#### What you need to do
Turn the data below into a two-column CSV with the headers request and outline, one row per ticket. Put the ticket's full text in request and its answer in outline, each as one quoted field with line breaks replaced by spaces.

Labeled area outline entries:
╭──
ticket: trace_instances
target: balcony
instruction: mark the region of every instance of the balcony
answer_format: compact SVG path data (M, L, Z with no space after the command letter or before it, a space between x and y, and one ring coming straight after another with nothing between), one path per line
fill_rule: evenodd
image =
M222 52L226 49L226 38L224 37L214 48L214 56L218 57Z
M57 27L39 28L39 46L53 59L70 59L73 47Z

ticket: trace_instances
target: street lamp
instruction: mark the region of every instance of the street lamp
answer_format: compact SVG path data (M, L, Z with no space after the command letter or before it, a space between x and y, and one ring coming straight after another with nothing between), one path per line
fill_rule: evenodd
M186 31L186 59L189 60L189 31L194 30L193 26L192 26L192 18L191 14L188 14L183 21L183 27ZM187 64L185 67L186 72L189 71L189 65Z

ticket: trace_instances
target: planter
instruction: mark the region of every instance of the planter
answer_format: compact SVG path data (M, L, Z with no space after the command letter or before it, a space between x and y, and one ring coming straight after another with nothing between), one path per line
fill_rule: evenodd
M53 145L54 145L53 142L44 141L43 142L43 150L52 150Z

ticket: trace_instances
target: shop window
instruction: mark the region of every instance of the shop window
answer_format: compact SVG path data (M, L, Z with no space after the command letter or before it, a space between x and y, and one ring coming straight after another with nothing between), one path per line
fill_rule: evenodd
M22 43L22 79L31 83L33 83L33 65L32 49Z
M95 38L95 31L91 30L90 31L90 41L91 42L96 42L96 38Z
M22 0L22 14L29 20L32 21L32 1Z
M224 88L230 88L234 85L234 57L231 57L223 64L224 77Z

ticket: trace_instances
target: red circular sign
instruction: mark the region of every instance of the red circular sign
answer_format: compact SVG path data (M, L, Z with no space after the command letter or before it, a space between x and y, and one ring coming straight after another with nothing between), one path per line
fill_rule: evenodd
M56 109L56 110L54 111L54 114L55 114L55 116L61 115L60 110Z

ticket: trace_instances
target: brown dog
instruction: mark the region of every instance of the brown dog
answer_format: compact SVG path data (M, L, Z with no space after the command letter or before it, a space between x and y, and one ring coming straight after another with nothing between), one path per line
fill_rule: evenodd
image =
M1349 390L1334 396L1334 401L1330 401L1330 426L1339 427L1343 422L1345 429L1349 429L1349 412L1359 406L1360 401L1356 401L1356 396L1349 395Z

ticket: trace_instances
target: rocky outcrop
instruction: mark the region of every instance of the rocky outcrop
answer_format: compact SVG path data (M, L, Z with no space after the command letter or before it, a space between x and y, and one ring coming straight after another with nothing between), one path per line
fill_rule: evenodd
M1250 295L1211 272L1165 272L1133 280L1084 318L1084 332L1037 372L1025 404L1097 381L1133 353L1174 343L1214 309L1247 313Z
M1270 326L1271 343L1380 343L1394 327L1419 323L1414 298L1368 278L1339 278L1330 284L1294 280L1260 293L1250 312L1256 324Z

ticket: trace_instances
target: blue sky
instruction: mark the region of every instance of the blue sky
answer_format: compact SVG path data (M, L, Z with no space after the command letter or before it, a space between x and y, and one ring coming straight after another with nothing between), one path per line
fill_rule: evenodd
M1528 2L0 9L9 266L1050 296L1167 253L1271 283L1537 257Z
╰──
#### Complete output
request,outline
"ticket: trace_instances target: balcony instruction: mark the region of every instance of the balcony answer_format: compact SVG path data (M, L, Z with no space after the command letter or before it, a space between x and y, and one ring coming straight after another with nothing between), one path per line fill_rule: evenodd image =","M222 52L226 49L226 38L224 37L214 48L214 56L218 57Z M57 27L39 28L39 46L53 59L70 59L73 47Z"
"ticket: trace_instances target: street lamp instruction: mark the region of every instance of the street lamp answer_format: compact SVG path data (M, L, Z with no space after the command letter or before it, a space between x and y, and one ring coming straight after another with nothing between), one path per line fill_rule: evenodd","M186 31L186 59L189 60L189 31L194 30L193 26L192 26L192 18L191 14L188 14L183 21L183 27ZM187 64L185 67L186 72L189 71L189 65Z"
"ticket: trace_instances target: planter instruction: mark the region of every instance of the planter answer_format: compact SVG path data (M, L, Z with no space after the command letter or before it, a space between x and y, and one ring coming straight after another with nothing between), one path per line fill_rule: evenodd","M53 145L54 145L53 142L44 141L43 142L43 150L52 150Z"
"ticket: trace_instances target: shop window instruction: mark the region of every instance of the shop window answer_format: compact SVG path data (M, L, Z with no space after the command letter or before it, a space between x and y, and one ring coming straight after another with nothing between), one path per line fill_rule: evenodd","M22 43L22 79L31 83L33 83L33 65L32 49Z M95 38L95 31L91 30L90 31L90 41L91 42L96 42L96 38Z M22 0L22 14L29 20L32 21L32 1Z M224 88L230 88L234 85L234 57L231 57L223 64L224 77Z"
"ticket: trace_instances target: red circular sign instruction: mark the region of every instance of the red circular sign answer_format: compact SVG path data (M, L, Z with no space after the command letter or before it, a space between x and y, and one ring coming straight after another with nothing between), one path per line fill_rule: evenodd","M56 109L56 110L54 111L54 114L55 114L55 116L61 115L60 110Z"
"ticket: trace_instances target: brown dog instruction: mark the region of every instance of the brown dog answer_format: compact SVG path data (M, L, Z with no space after the command letter or before it, a space between x and y, and one ring coming straight after another with nothing between), one path per line fill_rule: evenodd image =","M1349 390L1334 396L1334 401L1330 401L1330 426L1339 427L1343 422L1345 429L1349 429L1349 412L1359 406L1360 401L1356 401L1356 396L1349 395Z"
"ticket: trace_instances target: rocky outcrop instruction: mark the region of every instance of the rocky outcrop answer_format: compact SVG path data (M, L, Z with no space after the command letter or before it, a space between x and y, and one ring coming straight after another with nothing between), one path per line fill_rule: evenodd","M1250 295L1211 272L1165 272L1133 280L1084 318L1084 332L1037 372L1025 404L1097 381L1133 353L1174 343L1214 309L1247 313Z M1270 326L1271 343L1380 343L1394 327L1419 323L1414 298L1368 278L1339 278L1330 284L1294 280L1260 293L1250 312L1256 324Z"
"ticket: trace_instances target: blue sky instruction: mark the region of every instance of the blue sky answer_format: compact SVG path data (M, L, Z with no space after the command letter or before it, a space between x and y, and one ring coming straight after another with nothing between), one path per line fill_rule: evenodd","M1528 2L0 9L9 266L1050 296L1167 253L1271 283L1537 257Z"